## What this task involves
Rewrite every line of the listing below, swapping "Kindly provide" for "Please supply" wherever it occurs and leaving everything else untouched.
== Data to use ==
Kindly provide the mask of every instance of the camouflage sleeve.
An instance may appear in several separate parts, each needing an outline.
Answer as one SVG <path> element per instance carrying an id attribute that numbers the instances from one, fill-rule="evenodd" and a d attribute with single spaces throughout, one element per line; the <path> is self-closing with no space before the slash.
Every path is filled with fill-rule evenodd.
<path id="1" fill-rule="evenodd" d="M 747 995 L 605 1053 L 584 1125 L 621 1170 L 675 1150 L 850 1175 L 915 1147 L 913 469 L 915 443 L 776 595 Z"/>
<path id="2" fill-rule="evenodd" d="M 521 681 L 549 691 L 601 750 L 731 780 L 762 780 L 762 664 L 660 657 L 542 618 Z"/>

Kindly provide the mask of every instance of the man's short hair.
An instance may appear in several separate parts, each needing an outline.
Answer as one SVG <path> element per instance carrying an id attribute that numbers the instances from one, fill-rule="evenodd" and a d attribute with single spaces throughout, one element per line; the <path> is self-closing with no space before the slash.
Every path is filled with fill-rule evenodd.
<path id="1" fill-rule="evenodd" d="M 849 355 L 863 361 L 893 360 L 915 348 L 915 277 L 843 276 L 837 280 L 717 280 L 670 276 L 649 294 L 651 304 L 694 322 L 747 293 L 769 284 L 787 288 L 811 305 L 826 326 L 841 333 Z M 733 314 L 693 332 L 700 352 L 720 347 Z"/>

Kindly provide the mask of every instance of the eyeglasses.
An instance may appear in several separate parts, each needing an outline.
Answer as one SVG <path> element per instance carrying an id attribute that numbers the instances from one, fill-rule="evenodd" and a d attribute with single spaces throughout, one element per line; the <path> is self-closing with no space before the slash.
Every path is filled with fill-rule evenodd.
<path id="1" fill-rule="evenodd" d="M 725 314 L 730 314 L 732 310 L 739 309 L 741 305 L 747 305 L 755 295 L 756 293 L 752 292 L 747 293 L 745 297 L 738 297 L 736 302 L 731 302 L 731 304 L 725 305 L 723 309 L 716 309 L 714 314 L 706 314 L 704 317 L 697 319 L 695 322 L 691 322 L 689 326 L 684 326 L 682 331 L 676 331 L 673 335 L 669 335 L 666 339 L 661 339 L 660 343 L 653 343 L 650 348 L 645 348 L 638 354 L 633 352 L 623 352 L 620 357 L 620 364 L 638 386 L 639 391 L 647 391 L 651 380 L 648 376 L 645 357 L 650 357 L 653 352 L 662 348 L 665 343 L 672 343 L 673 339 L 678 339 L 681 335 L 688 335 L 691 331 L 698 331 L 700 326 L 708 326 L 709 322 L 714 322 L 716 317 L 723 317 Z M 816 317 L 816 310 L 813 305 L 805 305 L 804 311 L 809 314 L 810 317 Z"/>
===
## Exercise output
Please supply the mask of every instance of the camouflage sleeve.
An instance may appear in several separate parts, each needing an outline.
Answer as one SVG <path> element per instance carrying an id attribute that numbers the instances from one, fill-rule="evenodd" and a d attribute with single spaces throughout, one element per line; the <path> is self-closing with no space before the slash.
Every path is filled with fill-rule evenodd.
<path id="1" fill-rule="evenodd" d="M 747 995 L 605 1053 L 584 1125 L 621 1170 L 675 1150 L 850 1175 L 915 1147 L 913 469 L 915 443 L 776 595 Z"/>
<path id="2" fill-rule="evenodd" d="M 521 681 L 549 691 L 601 750 L 731 780 L 762 780 L 762 664 L 660 657 L 542 618 Z"/>

Please supply the mask of every instance of the man's short hair.
An instance may appear in several separate parts, each needing an outline.
Answer as one SVG <path> element per instance carrying an id attribute that numbers the instances from one, fill-rule="evenodd" and a d attribute with single spaces throughout, one element per line; the <path> is self-closing with no space before the slash.
Every path is filled with fill-rule evenodd.
<path id="1" fill-rule="evenodd" d="M 849 355 L 863 361 L 893 360 L 915 348 L 915 277 L 843 276 L 837 280 L 717 280 L 670 276 L 649 294 L 651 304 L 694 322 L 747 293 L 769 284 L 787 288 L 811 305 L 826 326 L 841 333 Z M 733 314 L 693 332 L 700 352 L 720 347 Z"/>

Please supply the mask of every instance of the eyeglasses.
An instance may appear in several separate parts, each needing an outline.
Answer as one SVG <path> element per instance carrying an id attribute that numbers the instances from one, fill-rule="evenodd" and a d attribute with single spaces throughout, one element per line; the <path> is self-closing with no space before the slash.
Every path is filled with fill-rule evenodd.
<path id="1" fill-rule="evenodd" d="M 725 314 L 730 314 L 732 310 L 739 309 L 741 305 L 747 305 L 755 295 L 756 293 L 752 292 L 747 293 L 745 297 L 738 297 L 736 302 L 731 302 L 731 304 L 725 305 L 723 309 L 716 309 L 714 314 L 706 314 L 704 317 L 697 319 L 695 322 L 691 322 L 689 326 L 684 326 L 682 331 L 676 331 L 673 335 L 669 335 L 666 339 L 661 339 L 660 343 L 653 343 L 650 348 L 645 348 L 638 354 L 633 352 L 623 352 L 620 357 L 620 364 L 638 386 L 639 391 L 647 391 L 651 380 L 648 376 L 645 357 L 650 357 L 653 352 L 662 348 L 665 343 L 672 343 L 673 339 L 678 339 L 681 335 L 688 335 L 691 331 L 698 331 L 700 326 L 708 326 L 709 322 L 714 322 L 716 317 L 723 317 Z M 816 317 L 816 310 L 813 305 L 805 305 L 804 311 L 809 314 L 810 317 Z"/>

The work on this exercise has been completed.